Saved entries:
□ □ □ □ □ □ □

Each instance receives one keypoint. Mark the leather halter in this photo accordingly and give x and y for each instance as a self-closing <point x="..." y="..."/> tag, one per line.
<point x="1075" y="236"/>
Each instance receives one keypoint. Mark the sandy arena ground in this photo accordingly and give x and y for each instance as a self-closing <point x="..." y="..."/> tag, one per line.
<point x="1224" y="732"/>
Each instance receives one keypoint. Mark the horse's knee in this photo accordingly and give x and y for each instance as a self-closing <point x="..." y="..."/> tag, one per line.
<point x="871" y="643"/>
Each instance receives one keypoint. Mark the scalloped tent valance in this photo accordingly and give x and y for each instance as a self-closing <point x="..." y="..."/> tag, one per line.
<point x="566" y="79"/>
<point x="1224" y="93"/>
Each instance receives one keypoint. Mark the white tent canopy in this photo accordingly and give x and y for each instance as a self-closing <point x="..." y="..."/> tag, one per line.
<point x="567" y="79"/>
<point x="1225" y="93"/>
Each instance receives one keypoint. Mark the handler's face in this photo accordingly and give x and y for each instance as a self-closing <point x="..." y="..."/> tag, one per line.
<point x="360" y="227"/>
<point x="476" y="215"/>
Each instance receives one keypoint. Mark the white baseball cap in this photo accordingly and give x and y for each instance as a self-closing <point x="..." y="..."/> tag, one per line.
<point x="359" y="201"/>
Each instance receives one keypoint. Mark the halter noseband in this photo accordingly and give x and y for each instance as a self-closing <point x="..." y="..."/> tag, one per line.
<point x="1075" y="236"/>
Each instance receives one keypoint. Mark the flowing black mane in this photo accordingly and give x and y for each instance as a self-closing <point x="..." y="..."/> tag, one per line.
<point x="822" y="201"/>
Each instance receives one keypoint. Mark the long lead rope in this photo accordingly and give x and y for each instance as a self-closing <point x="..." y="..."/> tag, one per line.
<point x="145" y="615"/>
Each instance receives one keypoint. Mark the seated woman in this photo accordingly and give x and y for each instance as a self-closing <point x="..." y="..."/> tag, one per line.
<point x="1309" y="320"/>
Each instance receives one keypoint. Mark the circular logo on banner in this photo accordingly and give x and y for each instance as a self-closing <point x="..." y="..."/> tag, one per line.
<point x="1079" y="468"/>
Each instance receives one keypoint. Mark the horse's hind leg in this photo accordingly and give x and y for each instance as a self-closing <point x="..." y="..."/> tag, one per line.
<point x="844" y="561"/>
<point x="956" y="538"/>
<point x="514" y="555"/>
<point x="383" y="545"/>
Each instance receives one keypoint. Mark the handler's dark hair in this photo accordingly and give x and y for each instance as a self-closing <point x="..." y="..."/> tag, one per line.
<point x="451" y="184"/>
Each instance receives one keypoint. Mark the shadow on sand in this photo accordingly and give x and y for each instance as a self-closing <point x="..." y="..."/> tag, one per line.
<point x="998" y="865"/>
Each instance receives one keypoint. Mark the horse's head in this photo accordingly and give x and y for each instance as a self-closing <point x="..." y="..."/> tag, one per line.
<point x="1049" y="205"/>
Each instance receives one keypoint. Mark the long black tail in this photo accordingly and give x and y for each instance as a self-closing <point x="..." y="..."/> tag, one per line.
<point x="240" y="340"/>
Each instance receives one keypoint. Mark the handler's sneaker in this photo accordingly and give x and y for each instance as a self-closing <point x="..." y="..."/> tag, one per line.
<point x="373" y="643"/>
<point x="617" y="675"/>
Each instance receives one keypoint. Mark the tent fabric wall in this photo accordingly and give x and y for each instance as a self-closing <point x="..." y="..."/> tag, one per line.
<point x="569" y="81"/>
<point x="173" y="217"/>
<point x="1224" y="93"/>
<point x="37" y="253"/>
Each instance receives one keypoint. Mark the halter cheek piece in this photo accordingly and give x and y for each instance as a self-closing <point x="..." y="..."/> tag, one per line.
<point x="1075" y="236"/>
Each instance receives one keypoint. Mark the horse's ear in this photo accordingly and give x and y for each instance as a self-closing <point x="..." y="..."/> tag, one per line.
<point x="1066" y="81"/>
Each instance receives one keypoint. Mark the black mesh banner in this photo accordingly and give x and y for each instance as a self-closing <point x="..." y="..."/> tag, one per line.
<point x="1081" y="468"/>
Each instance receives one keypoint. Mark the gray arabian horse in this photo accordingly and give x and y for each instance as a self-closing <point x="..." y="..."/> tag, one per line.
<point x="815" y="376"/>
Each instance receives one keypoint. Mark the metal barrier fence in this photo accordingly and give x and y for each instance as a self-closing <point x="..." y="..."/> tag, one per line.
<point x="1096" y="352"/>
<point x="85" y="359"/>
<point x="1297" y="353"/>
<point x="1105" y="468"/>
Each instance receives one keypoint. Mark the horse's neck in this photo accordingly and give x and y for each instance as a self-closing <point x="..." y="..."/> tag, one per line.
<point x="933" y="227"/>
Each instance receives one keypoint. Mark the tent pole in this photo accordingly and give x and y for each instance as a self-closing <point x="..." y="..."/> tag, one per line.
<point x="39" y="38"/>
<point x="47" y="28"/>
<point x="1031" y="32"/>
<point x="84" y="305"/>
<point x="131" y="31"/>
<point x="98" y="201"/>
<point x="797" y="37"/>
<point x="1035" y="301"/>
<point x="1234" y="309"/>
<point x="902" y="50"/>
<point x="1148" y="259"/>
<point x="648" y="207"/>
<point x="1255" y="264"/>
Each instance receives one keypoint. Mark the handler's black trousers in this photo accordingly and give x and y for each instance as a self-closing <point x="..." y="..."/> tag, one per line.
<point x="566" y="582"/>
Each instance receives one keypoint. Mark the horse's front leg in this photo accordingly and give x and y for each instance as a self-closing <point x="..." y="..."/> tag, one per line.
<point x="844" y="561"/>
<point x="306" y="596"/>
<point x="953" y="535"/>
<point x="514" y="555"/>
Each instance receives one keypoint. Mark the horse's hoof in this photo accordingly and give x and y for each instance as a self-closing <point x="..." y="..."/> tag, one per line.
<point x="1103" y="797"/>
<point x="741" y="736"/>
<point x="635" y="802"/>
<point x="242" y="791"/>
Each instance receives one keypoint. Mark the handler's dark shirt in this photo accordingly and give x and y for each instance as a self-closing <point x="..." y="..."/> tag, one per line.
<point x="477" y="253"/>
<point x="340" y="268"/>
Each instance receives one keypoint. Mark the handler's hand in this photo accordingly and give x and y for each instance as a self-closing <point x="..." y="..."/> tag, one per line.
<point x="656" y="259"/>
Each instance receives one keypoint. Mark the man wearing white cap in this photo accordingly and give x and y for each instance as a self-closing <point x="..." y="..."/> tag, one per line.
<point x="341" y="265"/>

□ □ □ □ □ □ □

» WHAT NEEDS TO BE DONE
Repeat all of the records verbatim, leaving nothing out.

» EXERCISE SOLUTION
Each instance receives one keypoint. Mark the leather halter in this photo accordingly and give x and y for each instance as a self-closing <point x="..." y="..."/> tag, one per line.
<point x="1075" y="236"/>
Each instance receives one keypoint. Mark the sandy arena ground in this photo accordingly and give x and y for each instance as a self-closing <point x="..." y="..."/> tag, one per line.
<point x="1224" y="732"/>
Each instance receives one keypoint. Mark the horse's knee in this photo accordingly and give x and y for each instance as a self-closing <point x="..." y="..."/> tag, one per line.
<point x="871" y="643"/>
Each instance receives one keypoint. Mark the scalloped tent valance in this photo accordingly and give x and y for each instance as a self-closing <point x="..." y="..."/> tag, one per line.
<point x="566" y="79"/>
<point x="1224" y="93"/>
Each instance receives one keypoint. Mark the white tent canopy in this photo accordingly and give x and y for each instance as a self-closing <point x="..." y="..."/> tag, one per line.
<point x="567" y="79"/>
<point x="1225" y="93"/>
Each instance receives one keypoint. Mark the handler's face in this photo accordingly and give x and y for each instance as a self-closing <point x="..." y="..."/> tag, one per line.
<point x="360" y="227"/>
<point x="476" y="215"/>
Each instance receives one keypoint. Mark the white baseball cap in this photo accordingly and give x and y for each instance as a self-closing <point x="..." y="..."/> tag, one per line.
<point x="359" y="201"/>
Each instance receives one keypoint. Mark the halter noseband in this photo accordingly and give x and y for each instance as a self-closing <point x="..." y="..."/> tag, one per line.
<point x="1075" y="236"/>
Each instance receives one keypoint. Mark the flowing black mane in this photo accordingly and give x and y for each instance as a self-closing <point x="..." y="..."/> tag, one per line.
<point x="822" y="201"/>
Each instance receives one keypoint. Mark the long lead rope in this photo accordingly and give x and y for each instance as a self-closing <point x="..." y="..."/> tag, one per line.
<point x="145" y="615"/>
Each instance receives one keypoint. Mark the seated woman in this photo accordingly and give x and y for each instance as a self-closing <point x="..." y="..."/> tag, one per line.
<point x="1309" y="320"/>
Each instance receives one keypoint. Mark the circular logo on banner in this photo accordingly and give x and y for each instance as a self-closing <point x="..." y="..."/> tag, one per line.
<point x="1079" y="468"/>
Each instance receives one keypoint. Mark the horse's hind leg in this photo accordingly and give x and y for each instance as a self-closing <point x="..." y="..."/> tag, one per line.
<point x="844" y="561"/>
<point x="956" y="538"/>
<point x="514" y="555"/>
<point x="383" y="545"/>
Each instance receives one keypoint. Mark the handler's dark hair in this photo accordingly and give x and y for each instance as a self-closing <point x="..." y="..."/> tag, one per line.
<point x="451" y="184"/>
Each instance receives one keypoint. Mark the shadow on sand in this photo accordingly and give x and y for each instance as a self-closing <point x="..." y="..."/> tag, one per line.
<point x="998" y="865"/>
Each instance receives one keypoint. Mark the horse's head in this photo accordingly and give x and y for each instance as a self-closing <point x="..." y="..."/> tag, one per line.
<point x="1049" y="205"/>
Each instance receives one keypoint. Mark the long black tail in this photo accordingly and give x and y for each instance as a self-closing <point x="..." y="..."/> tag, one per line.
<point x="240" y="340"/>
Each instance receives one keypoint. Mark the handler's sneaker in this photo accordingly and give x and y for each instance as a self-closing <point x="..." y="..."/> tag, one per line.
<point x="373" y="643"/>
<point x="617" y="675"/>
Each instance receives one keypoint. Mark the tent fabric wall in this photo accordingly and give x and y for each instance as a self-closing <point x="..." y="..."/> tag, one per line.
<point x="569" y="81"/>
<point x="173" y="217"/>
<point x="1224" y="93"/>
<point x="37" y="253"/>
Each instance receives one keypoint. Mark the halter cheek piece in this photo accordingly and give x and y for each instance as a self-closing <point x="..." y="..."/> tag, one per line.
<point x="1075" y="236"/>
Each instance receives one keypoint. Mark the horse's ear in this photo accordingly and give x and y for each instance as a self-closing <point x="..." y="..."/> tag, one per line.
<point x="1066" y="81"/>
Each instance receives one keypoint. Mark the black mesh banner in this photo accordingly and give x and y for each instance as a self-closing <point x="..." y="..."/> tag, one per line.
<point x="1081" y="468"/>
Each instance receives one keypoint. Mark the gray arabian horse in this photo accordingly and give x and y for each instance as a self-closing <point x="..." y="..."/> tag, one per line.
<point x="815" y="376"/>
Each instance receives one keypoint. Mark the metal barrier fence in this photo accordingly and give x and y for each instance as a self-closing <point x="..." y="..."/> tag, one per line.
<point x="1096" y="352"/>
<point x="85" y="359"/>
<point x="1297" y="353"/>
<point x="1105" y="468"/>
Each instance receives one keypoint. Mark the horse's neck in this photo accordingly and give x and y for each instance as a self-closing <point x="..." y="..."/> tag, one per line.
<point x="933" y="227"/>
Each instance receives one keypoint. Mark the tent pole in this photo accordingly and give x and y for each instance as a self-closing <point x="..." y="..."/> tag, one per line.
<point x="39" y="38"/>
<point x="47" y="28"/>
<point x="1031" y="32"/>
<point x="84" y="305"/>
<point x="131" y="31"/>
<point x="98" y="201"/>
<point x="797" y="37"/>
<point x="1035" y="301"/>
<point x="1234" y="309"/>
<point x="902" y="50"/>
<point x="1148" y="259"/>
<point x="648" y="207"/>
<point x="1255" y="264"/>
Each instance receives one keypoint. Mark the handler's black trousers in this photo accordingly and give x and y for each instance as a self-closing <point x="..." y="..."/> tag, one per line.
<point x="566" y="582"/>
Each instance receives one keypoint. Mark the horse's front leg in this photo accordingly and give x and y for each instance as a self-closing <point x="..." y="..."/> tag, one per line.
<point x="844" y="561"/>
<point x="306" y="596"/>
<point x="953" y="535"/>
<point x="514" y="555"/>
Each instance receives one keypoint. Mark the horse's hoof in this photo accordingly and give x and y for each instance as a self-closing <point x="..." y="..."/> tag, one per line.
<point x="1103" y="797"/>
<point x="741" y="736"/>
<point x="635" y="802"/>
<point x="242" y="791"/>
Each instance receives one keypoint. Mark the handler's dark shirt in this photo accordingly and give x and y for each instance as a self-closing <point x="..." y="..."/> tag, one per line.
<point x="477" y="253"/>
<point x="340" y="268"/>
Each instance receives one keypoint. Mark the handler's hand in this photo accordingly and give x and y for each instance as a self-closing <point x="..." y="..."/> tag, one per line.
<point x="656" y="259"/>
Each instance receives one keypoint. Mark the man wearing white cap in this photo accordingly and give x and y for each instance as a self-closing <point x="..." y="..."/> tag, one per line.
<point x="341" y="265"/>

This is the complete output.